-- Page excerpt follows --

What is morning sickness?
Morning sickness is stomach upset, nausea, or vomiting that often happens during pregnancy. More than half of pregnant women have morning sickness during the first trimester. It usually goes away by about 14 weeks of pregnancy, when the level of pregnancy hormones gets lower.
When morning sickness is severe it is called hyperemesis gravidarum. If you have severe morning sickness, you may need intravenous (IV) treatment at home, or you may need to go to the hospital for treatment..
How does it occur?
It is not well understood why some women develop morning sickness and others do not. Women with high levels of pregnancy hormones tend to have morning sickness. Usually it is not as bad in pregnancies after the first pregnancy. It is also more common when a woman is pregnant with more than 1 baby – – for example, with twins.
What are the symptoms?
Mild symptoms include nausea, queasy stomach, and vomiting 1 to 2 times a day.
The symptoms of severe morning sickness include:
· Repeated vomiting soon after eating or drinking anything, including water
· Weight loss
· Dark-coloured urine
· Dizziness or lightheadedness
How is it diagnosed?
Your primary care provider will ask about your symptoms. You may have lab tests of your blood and urine.
How is it treated?
Your treatment may include changes in diet. Things that you can do that might help relieve mild morning sickness are:
· Eating foods with no fiber that are high in protein, such as cheese
· Eat small meals often 4 to 6 times a day) instead of 2 or 3 larger meals.
· Avoid strong odours and greasy or spic y foods.
· Eating foods that are bland and dry
· Eat more foods with vitamin B6, such as green, leafy vegetables
· Drinking salty fluids, such as broth, cola, and Gatorade
· Drink between meals instead of with meals
· Eating dry toast or crackers or a couple of slices of apple before you get out of bed (movement often makes morning sickness worse)

-- Page excerpt concluded --
-- Extracted entries follows --

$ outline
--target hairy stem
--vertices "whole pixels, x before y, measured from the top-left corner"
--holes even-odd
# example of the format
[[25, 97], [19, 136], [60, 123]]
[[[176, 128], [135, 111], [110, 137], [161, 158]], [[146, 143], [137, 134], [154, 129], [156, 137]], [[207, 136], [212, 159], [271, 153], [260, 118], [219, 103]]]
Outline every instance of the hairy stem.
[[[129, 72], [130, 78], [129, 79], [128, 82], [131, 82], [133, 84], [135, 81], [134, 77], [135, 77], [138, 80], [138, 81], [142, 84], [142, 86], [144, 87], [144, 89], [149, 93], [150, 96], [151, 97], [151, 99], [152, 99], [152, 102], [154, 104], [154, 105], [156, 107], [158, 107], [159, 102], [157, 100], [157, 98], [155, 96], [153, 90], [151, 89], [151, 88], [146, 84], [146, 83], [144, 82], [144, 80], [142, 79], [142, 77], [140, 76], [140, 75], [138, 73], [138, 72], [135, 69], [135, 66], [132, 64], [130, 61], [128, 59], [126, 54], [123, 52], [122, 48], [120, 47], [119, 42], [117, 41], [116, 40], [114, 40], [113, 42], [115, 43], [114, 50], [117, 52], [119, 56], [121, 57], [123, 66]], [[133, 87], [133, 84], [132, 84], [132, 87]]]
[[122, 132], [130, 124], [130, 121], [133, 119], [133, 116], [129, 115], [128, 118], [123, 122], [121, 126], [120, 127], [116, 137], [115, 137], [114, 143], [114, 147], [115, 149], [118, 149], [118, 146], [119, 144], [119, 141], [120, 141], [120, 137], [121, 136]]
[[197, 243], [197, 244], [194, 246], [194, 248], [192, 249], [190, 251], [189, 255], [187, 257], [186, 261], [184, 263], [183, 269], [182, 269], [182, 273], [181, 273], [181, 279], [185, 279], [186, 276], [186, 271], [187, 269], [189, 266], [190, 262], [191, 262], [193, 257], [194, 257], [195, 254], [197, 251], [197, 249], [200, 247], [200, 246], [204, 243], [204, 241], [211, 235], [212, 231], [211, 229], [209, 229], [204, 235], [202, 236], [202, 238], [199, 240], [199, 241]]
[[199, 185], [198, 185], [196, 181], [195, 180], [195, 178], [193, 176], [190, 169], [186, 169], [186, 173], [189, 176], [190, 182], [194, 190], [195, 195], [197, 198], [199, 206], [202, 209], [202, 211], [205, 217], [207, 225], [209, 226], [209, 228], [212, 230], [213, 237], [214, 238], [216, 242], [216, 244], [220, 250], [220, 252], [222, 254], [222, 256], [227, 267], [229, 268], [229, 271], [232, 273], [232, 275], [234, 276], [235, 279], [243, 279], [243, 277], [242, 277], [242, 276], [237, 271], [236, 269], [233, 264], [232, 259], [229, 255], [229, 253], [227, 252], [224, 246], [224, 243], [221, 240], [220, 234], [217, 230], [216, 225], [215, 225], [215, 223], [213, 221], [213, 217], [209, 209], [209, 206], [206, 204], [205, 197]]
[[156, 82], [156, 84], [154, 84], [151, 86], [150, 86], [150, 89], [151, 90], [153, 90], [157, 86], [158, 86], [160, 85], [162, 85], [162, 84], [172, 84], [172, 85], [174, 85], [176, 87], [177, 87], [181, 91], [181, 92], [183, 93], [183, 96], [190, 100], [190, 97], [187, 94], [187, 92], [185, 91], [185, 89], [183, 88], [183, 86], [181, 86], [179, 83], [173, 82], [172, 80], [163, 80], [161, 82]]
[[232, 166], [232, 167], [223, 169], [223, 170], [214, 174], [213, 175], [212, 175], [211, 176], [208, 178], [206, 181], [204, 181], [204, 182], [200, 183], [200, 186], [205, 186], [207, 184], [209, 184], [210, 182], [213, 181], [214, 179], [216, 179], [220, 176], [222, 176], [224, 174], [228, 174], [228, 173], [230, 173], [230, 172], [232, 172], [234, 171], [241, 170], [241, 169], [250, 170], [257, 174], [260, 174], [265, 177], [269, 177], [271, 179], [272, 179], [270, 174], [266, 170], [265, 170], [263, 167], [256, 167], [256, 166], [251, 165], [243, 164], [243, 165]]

-- Extracted entries concluded --

● **Questions to answer**:
A – Answer these questions from the text on morning sickness, one line each:
(i) By about how many weeks of pregnancy does morning sickness usually go away?
(ii) What is severe morning sickness called?
(iii) Which foods are given as an example of foods with vitamin B6?
B – Reproduce everything in the morning sickness text from "Your treatment may" down to "morning sickness worse)", word for word.

● **Your written answers**:
A –
(i) About 14 weeks.
(ii) Hyperemesis gravidarum.
(iii) Green, leafy vegetables.

B –
Your treatment may include changes in diet. Things that you can do that might help relieve mild morning sickness are:
· Eating foods with no fiber that are high in protein, such as cheese
· Eat small meals often 4 to 6 times a day) instead of 2 or 3 larger meals.
· Avoid strong odours and greasy or spic y foods.
· Eating foods that are bland and dry
· Eat more foods with vitamin B6, such as green, leafy vegetables
· Drinking salty fluids, such as broth, cola, and Gatorade
· Drink between meals instead of with meals
· Eating dry toast or crackers or a couple of slices of apple before you get out of bed (movement often makes morning sickness worse)